Extracted records:
▶
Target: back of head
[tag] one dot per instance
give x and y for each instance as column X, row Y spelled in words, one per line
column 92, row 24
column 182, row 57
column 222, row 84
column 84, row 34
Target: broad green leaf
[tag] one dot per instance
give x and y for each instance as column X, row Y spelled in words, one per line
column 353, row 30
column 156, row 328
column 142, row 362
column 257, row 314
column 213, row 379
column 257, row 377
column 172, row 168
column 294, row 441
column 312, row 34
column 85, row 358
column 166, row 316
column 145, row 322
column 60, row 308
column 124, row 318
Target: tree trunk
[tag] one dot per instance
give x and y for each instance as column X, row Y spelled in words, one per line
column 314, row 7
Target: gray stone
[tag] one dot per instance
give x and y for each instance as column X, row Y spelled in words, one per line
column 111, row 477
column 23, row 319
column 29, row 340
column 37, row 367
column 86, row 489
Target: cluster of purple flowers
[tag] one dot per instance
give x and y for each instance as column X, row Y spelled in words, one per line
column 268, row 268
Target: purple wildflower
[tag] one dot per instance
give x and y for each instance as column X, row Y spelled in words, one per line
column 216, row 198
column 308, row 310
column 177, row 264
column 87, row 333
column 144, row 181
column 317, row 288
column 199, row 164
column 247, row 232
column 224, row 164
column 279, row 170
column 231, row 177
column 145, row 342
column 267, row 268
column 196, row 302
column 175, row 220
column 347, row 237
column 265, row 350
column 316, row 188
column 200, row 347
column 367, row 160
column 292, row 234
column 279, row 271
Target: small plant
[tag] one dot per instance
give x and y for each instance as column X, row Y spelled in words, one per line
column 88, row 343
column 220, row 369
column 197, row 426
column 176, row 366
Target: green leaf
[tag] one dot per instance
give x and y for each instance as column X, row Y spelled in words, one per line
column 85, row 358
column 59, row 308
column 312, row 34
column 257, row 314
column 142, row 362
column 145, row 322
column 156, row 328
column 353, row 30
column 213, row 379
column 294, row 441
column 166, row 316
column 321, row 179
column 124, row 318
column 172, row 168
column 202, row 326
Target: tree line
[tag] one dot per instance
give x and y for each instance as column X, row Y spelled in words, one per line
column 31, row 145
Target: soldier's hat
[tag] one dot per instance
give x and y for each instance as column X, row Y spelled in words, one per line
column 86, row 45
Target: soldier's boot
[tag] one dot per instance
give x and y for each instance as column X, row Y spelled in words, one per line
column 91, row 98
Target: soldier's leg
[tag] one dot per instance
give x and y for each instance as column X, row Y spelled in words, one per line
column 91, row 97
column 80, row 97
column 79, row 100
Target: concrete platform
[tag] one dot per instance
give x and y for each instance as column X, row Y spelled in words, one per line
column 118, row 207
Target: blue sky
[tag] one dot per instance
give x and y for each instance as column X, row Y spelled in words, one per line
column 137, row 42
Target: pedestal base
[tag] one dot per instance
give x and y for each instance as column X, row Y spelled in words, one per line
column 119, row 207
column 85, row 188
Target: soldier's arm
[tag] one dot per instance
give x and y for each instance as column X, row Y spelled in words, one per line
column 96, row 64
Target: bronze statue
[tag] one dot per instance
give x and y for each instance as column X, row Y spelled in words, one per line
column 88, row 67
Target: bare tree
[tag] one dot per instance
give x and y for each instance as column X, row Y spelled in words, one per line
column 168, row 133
◀
Brief:
Please repeat the material above, word for word and in full.

Exercise result:
Target: back of head
[tag] one dot per instance
give x and y for each instance as column X, row Y spelled in words, one per line
column 92, row 24
column 182, row 57
column 222, row 84
column 84, row 34
Target: broad green leaf
[tag] one dot per instance
give x and y for each instance as column X, row Y spelled in words, one per line
column 353, row 30
column 156, row 328
column 142, row 362
column 257, row 314
column 213, row 379
column 257, row 377
column 172, row 168
column 294, row 441
column 312, row 34
column 85, row 358
column 166, row 316
column 145, row 322
column 60, row 308
column 124, row 318
Target: tree trunk
[tag] one dot per instance
give x and y for each instance as column X, row Y spelled in words, one per line
column 314, row 7
Target: gray stone
[tag] one dot per instance
give x and y for each instance as column X, row Y spelled in words, one per line
column 111, row 477
column 23, row 319
column 29, row 340
column 37, row 367
column 86, row 489
Target: cluster of purple flowers
[tag] one dot per instance
give x and y for each instance as column X, row Y spelled in words, one per line
column 268, row 268
Target: purple wildflower
[tag] one dot per instance
give x and y for each instance as column X, row Y spelled in words, one per line
column 216, row 198
column 308, row 310
column 177, row 264
column 87, row 333
column 144, row 181
column 317, row 288
column 199, row 164
column 247, row 232
column 224, row 164
column 279, row 170
column 231, row 177
column 145, row 342
column 267, row 268
column 196, row 302
column 175, row 220
column 347, row 237
column 265, row 350
column 316, row 188
column 200, row 347
column 367, row 160
column 292, row 234
column 279, row 271
Target: small plant
[tag] one dot per instance
give x and y for each instance as column X, row Y spelled in words, one per line
column 88, row 343
column 220, row 369
column 197, row 426
column 176, row 366
Target: green leaf
[tag] one dot per instance
give x and y for each instance as column X, row Y spelled in words, one per line
column 85, row 358
column 59, row 308
column 312, row 34
column 257, row 314
column 142, row 362
column 145, row 322
column 156, row 328
column 353, row 30
column 213, row 379
column 294, row 441
column 166, row 316
column 321, row 179
column 124, row 318
column 172, row 168
column 202, row 326
Target: tree line
[tag] one dot per instance
give x and y for each instance as column X, row Y spelled in words, one per line
column 31, row 145
Target: soldier's hat
[tag] one dot per instance
give x and y for each instance as column X, row Y spelled in words, one per line
column 86, row 45
Target: soldier's boot
[tag] one dot per instance
give x and y for each instance as column X, row Y spelled in words, one per line
column 91, row 98
Target: soldier's leg
[tag] one dot per instance
give x and y for each instance as column X, row Y spelled in words, one per line
column 91, row 97
column 80, row 97
column 79, row 100
Target: concrete platform
[tag] one dot per instance
give x and y for each instance as column X, row Y spelled in words, one per line
column 118, row 207
Target: blue sky
[tag] one dot per instance
give x and y for each instance as column X, row Y spelled in words, one per line
column 137, row 42
Target: pedestal base
[tag] one dot per instance
give x and y for each instance as column X, row Y spelled in words, one per line
column 119, row 207
column 85, row 188
Target: soldier's arm
[tag] one dot per instance
give x and y for each instance as column X, row Y spelled in words, one per line
column 96, row 64
Target: bronze statue
[tag] one dot per instance
give x and y for each instance as column X, row Y spelled in words, one per line
column 88, row 67
Target: bare tree
[tag] one dot per instance
give x and y for each instance as column X, row Y spelled in words, one per line
column 168, row 133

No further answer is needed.